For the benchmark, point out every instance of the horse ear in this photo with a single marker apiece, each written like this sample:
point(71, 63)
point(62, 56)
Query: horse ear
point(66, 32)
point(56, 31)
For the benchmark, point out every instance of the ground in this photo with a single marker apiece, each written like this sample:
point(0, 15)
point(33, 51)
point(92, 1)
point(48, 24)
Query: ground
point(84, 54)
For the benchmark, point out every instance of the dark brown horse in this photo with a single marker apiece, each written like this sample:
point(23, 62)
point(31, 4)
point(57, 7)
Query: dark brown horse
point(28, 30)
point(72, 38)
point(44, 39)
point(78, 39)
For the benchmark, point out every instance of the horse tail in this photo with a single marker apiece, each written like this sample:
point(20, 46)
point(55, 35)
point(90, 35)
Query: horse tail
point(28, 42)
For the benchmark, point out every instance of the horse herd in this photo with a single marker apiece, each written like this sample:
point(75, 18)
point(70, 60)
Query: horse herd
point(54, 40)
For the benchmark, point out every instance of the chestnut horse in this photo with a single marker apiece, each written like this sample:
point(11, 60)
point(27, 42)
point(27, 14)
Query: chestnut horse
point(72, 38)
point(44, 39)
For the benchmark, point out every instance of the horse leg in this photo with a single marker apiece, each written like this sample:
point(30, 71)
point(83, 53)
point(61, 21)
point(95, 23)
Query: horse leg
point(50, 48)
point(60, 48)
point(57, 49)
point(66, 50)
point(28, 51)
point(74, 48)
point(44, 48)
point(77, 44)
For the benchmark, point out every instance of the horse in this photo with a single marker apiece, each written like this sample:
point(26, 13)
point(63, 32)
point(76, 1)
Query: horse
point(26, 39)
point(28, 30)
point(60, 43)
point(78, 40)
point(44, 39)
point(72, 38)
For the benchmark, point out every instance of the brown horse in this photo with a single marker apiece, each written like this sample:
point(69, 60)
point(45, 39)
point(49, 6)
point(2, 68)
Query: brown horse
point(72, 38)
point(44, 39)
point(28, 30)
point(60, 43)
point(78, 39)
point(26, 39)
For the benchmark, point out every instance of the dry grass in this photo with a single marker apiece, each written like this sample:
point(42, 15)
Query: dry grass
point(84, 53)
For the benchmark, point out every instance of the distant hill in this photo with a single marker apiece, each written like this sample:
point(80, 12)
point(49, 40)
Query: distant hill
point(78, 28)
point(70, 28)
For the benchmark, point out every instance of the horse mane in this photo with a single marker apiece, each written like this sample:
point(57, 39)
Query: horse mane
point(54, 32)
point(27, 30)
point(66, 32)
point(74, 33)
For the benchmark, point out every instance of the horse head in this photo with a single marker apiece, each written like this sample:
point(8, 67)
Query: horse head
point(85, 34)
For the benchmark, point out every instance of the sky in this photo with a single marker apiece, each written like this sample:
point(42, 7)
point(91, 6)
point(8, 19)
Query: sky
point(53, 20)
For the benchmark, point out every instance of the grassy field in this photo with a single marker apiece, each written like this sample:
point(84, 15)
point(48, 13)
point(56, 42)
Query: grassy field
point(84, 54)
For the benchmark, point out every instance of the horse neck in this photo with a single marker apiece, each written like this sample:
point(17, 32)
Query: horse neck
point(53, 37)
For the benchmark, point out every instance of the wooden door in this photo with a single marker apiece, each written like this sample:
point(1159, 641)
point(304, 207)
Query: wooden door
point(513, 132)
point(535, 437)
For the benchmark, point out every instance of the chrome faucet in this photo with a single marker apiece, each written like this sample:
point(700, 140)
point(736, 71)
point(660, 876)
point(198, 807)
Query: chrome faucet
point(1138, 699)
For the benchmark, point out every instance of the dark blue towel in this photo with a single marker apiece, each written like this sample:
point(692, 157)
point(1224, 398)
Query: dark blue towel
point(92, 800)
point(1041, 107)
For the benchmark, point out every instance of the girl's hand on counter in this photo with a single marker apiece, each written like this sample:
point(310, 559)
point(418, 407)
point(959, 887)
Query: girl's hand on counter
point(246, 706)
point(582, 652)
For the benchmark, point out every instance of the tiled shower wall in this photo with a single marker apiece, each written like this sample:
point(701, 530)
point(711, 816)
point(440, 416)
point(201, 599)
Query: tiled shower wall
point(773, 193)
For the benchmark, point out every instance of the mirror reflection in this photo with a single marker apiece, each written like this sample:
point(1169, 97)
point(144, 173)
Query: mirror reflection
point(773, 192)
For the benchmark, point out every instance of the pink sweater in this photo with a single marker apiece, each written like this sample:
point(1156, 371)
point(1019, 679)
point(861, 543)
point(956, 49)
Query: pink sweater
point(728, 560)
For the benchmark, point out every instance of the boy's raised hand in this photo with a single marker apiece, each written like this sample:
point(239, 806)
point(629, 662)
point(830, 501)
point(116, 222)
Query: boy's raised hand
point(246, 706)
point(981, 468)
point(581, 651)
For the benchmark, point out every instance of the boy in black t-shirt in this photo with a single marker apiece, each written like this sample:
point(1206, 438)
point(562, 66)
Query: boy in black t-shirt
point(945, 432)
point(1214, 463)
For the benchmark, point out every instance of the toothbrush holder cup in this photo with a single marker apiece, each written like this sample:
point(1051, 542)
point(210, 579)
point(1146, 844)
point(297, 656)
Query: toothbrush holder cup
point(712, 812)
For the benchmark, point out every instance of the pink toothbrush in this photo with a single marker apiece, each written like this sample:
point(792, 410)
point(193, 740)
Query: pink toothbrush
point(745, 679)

---

» **Given task**
Switch "grassy field" to "green meadow" in the lines starting at the one containing "For the benchmark, point out every instance of the sky" and ending at the one containing "point(535, 437)", and give back only those lines with nothing else changed.

» **Solution to this exercise**
For the benchmark, point out every instance of the sky in this photo with a single marker apiece, each written like this sample:
point(42, 7)
point(91, 6)
point(8, 19)
Query: sky
point(53, 20)
For the benchmark, point out every instance of the green meadow in this photo with a single marker apiece, each written like this sample:
point(84, 15)
point(48, 13)
point(56, 42)
Query: green meadow
point(84, 54)
For the benchmark, point out every instance of the horse neck in this photo with a single marker apiece, each written like this sample:
point(17, 32)
Query: horse neck
point(53, 37)
For the benchmark, point out every instance of the wooden door in this photo with a single marker apiece, each written like this sample:
point(1159, 641)
point(304, 207)
Query: wooden door
point(513, 132)
point(535, 437)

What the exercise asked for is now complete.